→ **WHAT THE TASK REQUIRES**: Scan the records for lines with the word "patch", and copy every such line.

========================================

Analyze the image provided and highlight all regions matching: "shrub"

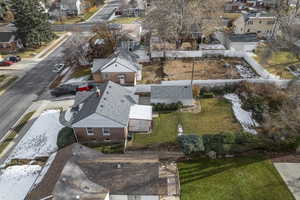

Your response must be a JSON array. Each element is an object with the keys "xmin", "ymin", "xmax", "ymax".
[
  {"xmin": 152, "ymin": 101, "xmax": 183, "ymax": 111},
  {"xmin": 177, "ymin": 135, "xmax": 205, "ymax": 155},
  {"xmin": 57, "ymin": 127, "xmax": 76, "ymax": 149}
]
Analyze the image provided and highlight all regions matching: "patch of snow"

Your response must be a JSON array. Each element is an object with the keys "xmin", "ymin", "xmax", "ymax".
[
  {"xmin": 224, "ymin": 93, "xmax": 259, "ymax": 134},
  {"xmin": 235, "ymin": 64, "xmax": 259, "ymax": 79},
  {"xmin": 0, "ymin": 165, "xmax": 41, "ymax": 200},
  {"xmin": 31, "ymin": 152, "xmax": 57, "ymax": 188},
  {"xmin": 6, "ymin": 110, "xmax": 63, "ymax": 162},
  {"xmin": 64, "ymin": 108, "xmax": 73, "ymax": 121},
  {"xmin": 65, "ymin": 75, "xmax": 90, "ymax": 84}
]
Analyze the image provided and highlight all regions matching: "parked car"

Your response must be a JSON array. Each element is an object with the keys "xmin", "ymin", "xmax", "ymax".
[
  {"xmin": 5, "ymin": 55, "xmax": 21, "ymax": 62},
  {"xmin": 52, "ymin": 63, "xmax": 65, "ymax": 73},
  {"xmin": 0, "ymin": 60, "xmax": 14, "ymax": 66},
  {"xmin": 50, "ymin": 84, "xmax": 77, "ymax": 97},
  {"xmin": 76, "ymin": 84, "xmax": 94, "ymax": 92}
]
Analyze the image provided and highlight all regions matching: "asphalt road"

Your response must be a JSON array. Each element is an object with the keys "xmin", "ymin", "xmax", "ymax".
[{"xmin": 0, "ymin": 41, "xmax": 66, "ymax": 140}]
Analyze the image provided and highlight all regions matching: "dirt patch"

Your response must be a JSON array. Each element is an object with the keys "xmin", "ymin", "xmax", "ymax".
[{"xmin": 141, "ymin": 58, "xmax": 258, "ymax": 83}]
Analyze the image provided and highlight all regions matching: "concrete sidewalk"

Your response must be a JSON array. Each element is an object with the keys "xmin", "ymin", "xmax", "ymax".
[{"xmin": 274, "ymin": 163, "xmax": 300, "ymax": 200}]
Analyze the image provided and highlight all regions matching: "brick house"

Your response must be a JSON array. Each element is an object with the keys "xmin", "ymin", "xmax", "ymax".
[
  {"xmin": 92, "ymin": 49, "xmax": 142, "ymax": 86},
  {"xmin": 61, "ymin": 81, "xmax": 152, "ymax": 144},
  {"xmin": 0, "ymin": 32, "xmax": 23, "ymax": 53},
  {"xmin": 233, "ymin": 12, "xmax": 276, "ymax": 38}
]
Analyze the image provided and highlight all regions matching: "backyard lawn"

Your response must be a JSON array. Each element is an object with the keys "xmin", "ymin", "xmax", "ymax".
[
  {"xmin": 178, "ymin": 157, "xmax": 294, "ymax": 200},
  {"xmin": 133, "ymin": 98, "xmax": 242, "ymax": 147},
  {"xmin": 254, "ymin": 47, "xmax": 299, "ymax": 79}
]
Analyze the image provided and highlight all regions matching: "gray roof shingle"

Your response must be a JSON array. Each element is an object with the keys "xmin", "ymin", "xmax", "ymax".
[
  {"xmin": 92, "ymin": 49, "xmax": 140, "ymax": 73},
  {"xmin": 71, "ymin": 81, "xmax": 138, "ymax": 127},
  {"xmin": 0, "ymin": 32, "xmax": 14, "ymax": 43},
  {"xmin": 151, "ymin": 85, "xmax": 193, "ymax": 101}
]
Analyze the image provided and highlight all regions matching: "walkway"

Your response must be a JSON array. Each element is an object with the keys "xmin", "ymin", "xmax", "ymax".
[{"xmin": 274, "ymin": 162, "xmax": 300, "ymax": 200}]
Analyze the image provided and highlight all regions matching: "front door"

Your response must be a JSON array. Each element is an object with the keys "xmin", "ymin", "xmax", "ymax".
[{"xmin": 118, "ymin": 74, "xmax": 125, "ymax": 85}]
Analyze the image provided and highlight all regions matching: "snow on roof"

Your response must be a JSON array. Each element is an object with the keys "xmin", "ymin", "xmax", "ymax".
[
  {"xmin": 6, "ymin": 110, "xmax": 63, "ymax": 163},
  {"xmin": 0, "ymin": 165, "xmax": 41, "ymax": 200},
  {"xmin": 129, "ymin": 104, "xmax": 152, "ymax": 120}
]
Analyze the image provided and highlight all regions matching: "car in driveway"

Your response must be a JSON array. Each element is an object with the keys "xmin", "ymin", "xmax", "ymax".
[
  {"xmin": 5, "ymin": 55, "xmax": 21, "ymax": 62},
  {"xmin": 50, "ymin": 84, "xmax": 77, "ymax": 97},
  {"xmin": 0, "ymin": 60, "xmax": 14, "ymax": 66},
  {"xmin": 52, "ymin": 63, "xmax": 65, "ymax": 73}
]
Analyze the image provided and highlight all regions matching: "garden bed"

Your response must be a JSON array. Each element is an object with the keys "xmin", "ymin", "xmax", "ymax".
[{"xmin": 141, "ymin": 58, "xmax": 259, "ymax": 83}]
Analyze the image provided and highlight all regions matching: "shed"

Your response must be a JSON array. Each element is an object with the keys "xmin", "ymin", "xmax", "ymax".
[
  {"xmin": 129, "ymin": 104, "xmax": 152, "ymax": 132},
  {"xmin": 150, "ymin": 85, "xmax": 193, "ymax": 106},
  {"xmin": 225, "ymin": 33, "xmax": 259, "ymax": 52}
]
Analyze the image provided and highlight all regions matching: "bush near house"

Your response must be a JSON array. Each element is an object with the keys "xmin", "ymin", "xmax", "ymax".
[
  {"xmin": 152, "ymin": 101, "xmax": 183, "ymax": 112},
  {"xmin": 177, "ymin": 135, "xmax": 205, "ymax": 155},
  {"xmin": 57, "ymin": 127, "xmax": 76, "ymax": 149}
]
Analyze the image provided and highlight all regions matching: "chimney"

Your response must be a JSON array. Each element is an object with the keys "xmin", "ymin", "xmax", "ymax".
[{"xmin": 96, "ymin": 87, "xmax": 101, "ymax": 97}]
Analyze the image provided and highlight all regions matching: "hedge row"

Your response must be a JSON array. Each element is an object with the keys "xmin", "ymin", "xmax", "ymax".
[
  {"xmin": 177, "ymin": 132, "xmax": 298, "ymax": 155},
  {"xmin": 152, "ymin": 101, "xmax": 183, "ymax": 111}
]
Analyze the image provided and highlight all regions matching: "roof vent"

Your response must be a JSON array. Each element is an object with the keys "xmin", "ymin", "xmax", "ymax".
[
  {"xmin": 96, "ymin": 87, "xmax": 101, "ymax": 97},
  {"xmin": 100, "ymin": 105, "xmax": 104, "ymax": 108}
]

========================================

→ **YOUR RESPONSE**:
Analyze the image provided and highlight all regions matching: "patch of snow"
Analyze the image provided and highlight all regions matching: "dirt patch"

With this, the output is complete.